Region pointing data
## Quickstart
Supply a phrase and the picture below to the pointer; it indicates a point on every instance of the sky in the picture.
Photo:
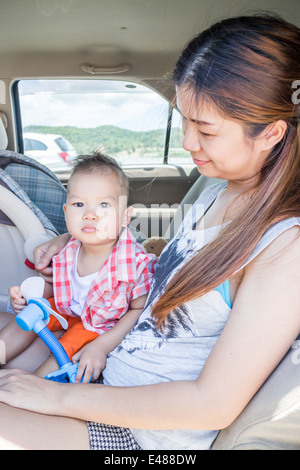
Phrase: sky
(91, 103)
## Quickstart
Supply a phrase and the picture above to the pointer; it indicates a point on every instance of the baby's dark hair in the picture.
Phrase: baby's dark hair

* * *

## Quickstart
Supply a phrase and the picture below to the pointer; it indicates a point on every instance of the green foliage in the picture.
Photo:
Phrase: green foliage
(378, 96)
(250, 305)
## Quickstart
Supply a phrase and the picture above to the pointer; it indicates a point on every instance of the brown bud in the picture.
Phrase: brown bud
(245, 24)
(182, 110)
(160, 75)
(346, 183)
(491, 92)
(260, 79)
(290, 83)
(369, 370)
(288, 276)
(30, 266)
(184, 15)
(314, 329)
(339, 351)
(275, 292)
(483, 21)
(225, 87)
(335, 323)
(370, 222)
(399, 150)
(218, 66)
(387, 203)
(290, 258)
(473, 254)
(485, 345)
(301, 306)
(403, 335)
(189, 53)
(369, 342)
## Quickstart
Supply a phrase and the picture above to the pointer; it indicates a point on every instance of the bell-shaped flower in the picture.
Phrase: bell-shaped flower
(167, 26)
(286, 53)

WHAT THE TASK REQUIRES
Where a line above contains the word "hair", copy that line.

SOLVED PROBLEM
Supply a phrase and the picture above to the pointer; it indicates a point on every instance of the baby's dark hair in the picture.
Phrase: baby's dark hair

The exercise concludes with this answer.